----- Information -----

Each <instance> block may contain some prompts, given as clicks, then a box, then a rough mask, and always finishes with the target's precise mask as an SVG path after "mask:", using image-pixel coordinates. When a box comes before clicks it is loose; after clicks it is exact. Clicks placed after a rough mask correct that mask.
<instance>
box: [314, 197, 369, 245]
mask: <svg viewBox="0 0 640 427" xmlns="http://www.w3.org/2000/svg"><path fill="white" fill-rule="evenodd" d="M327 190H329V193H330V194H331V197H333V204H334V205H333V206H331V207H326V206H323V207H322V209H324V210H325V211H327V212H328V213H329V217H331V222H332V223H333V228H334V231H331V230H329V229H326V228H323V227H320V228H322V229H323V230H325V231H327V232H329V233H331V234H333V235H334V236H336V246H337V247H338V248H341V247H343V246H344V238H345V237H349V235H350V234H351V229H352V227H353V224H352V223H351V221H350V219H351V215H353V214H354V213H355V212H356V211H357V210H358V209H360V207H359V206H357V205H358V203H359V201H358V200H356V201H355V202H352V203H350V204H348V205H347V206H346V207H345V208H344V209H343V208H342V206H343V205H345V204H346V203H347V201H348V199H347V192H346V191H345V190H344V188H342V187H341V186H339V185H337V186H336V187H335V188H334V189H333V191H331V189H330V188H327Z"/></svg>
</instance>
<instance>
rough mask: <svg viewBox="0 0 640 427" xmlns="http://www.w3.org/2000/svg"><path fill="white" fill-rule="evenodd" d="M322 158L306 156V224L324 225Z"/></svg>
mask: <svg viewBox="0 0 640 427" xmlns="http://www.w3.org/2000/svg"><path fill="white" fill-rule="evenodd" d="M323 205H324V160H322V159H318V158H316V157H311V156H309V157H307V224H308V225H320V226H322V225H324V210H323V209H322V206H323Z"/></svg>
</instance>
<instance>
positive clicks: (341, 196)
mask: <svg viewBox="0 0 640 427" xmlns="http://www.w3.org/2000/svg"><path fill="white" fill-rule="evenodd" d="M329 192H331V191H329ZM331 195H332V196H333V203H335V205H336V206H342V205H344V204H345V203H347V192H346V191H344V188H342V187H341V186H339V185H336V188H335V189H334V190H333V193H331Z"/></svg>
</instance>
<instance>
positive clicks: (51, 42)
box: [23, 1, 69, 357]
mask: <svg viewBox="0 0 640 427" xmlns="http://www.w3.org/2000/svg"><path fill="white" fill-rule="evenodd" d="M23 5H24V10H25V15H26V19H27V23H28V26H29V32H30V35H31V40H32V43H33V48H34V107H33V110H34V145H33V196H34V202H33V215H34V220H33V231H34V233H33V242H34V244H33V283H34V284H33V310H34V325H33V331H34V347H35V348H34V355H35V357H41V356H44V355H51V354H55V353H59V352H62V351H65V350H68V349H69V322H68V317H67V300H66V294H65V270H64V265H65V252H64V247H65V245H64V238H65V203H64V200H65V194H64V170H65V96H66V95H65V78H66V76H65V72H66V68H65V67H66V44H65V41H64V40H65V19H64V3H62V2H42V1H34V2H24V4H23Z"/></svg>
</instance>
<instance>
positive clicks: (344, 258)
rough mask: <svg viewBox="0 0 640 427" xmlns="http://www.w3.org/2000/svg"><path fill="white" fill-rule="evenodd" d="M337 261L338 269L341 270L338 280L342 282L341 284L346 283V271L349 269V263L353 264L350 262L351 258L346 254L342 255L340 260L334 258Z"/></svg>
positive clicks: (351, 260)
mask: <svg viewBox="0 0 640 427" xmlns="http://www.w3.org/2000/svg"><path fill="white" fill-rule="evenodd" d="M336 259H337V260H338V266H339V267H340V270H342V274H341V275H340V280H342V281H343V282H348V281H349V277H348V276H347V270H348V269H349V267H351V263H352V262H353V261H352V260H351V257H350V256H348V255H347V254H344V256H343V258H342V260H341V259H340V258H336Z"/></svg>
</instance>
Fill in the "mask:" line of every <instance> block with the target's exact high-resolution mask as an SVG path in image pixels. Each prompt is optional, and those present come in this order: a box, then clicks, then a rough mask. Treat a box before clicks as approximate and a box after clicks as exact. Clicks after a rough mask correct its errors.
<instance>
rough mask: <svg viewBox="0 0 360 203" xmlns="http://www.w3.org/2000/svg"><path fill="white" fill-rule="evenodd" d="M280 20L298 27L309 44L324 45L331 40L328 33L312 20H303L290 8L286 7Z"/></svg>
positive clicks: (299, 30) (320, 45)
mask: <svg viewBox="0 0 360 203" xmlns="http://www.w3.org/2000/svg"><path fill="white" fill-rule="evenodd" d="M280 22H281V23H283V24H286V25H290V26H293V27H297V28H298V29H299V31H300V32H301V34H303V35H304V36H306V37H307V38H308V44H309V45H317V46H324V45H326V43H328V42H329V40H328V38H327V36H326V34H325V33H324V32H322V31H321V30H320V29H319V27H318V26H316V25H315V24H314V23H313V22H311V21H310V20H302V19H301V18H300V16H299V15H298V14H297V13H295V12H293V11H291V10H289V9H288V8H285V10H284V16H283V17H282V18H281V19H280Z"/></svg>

-----
----- Information -----

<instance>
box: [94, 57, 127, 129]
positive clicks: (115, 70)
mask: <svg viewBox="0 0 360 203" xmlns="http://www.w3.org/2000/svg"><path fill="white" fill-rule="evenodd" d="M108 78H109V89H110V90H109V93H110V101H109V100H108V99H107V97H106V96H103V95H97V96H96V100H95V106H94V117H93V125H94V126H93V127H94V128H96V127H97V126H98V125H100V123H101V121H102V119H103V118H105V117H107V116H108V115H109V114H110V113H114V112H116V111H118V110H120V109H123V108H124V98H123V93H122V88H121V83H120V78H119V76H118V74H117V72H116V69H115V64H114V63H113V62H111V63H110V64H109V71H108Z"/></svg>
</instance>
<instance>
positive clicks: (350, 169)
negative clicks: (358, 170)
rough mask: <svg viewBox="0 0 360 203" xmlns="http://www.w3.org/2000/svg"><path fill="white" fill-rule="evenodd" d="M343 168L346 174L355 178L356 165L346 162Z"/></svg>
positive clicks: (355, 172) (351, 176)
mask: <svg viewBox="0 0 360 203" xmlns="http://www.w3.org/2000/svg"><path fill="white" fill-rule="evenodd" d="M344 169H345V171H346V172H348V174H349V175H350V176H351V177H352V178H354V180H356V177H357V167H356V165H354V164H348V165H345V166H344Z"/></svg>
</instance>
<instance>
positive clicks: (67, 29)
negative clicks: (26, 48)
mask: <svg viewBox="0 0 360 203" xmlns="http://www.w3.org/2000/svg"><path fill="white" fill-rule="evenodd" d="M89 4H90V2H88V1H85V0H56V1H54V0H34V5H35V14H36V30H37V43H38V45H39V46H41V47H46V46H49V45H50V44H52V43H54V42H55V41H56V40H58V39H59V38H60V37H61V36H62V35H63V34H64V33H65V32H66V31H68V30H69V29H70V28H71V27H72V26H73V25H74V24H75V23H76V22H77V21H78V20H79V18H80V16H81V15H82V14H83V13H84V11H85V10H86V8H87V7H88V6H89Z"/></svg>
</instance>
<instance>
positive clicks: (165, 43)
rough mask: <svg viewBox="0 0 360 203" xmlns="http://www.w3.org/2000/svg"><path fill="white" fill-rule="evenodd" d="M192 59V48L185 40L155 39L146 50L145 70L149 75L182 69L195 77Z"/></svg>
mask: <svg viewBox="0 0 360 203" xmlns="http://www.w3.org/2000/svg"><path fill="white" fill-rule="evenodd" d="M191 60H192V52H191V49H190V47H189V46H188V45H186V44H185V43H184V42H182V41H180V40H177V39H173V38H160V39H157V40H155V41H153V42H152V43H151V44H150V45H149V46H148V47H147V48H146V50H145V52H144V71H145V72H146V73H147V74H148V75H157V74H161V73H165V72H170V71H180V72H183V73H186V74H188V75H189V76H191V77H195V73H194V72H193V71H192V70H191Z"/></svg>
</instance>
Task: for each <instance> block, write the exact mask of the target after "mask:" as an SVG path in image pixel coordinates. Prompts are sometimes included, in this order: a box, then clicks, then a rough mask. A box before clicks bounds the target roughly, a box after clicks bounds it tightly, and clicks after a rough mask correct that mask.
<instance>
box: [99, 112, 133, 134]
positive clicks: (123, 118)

-----

- **Your task**
Your answer should be the lines above from the one containing "negative clicks: (358, 170)" through the one containing "positive clicks: (165, 43)", copied exactly and with both ends kept.

- **Output of the task**
negative clicks: (358, 170)
rough mask: <svg viewBox="0 0 360 203" xmlns="http://www.w3.org/2000/svg"><path fill="white" fill-rule="evenodd" d="M343 168L346 174L355 178L356 165L346 162Z"/></svg>
positive clicks: (355, 172) (351, 176)
mask: <svg viewBox="0 0 360 203" xmlns="http://www.w3.org/2000/svg"><path fill="white" fill-rule="evenodd" d="M344 169H345V171H346V172H348V174H349V175H350V176H351V177H352V178H354V180H356V177H357V167H356V165H354V164H348V165H345V166H344Z"/></svg>
</instance>
<instance>
positive clicks: (67, 29)
negative clicks: (26, 48)
mask: <svg viewBox="0 0 360 203" xmlns="http://www.w3.org/2000/svg"><path fill="white" fill-rule="evenodd" d="M89 4H90V2H88V1H85V0H56V1H54V0H34V5H35V14H36V30H37V43H38V45H39V46H41V47H46V46H49V45H50V44H52V43H54V42H55V41H56V40H58V39H59V38H60V37H61V36H62V35H63V34H64V33H65V32H66V31H68V30H69V29H70V28H71V27H72V26H73V25H74V24H75V23H76V22H77V21H78V20H79V18H80V16H81V15H82V14H83V13H84V11H85V10H86V8H87V7H88V6H89Z"/></svg>
</instance>
<instance>
positive clicks: (165, 43)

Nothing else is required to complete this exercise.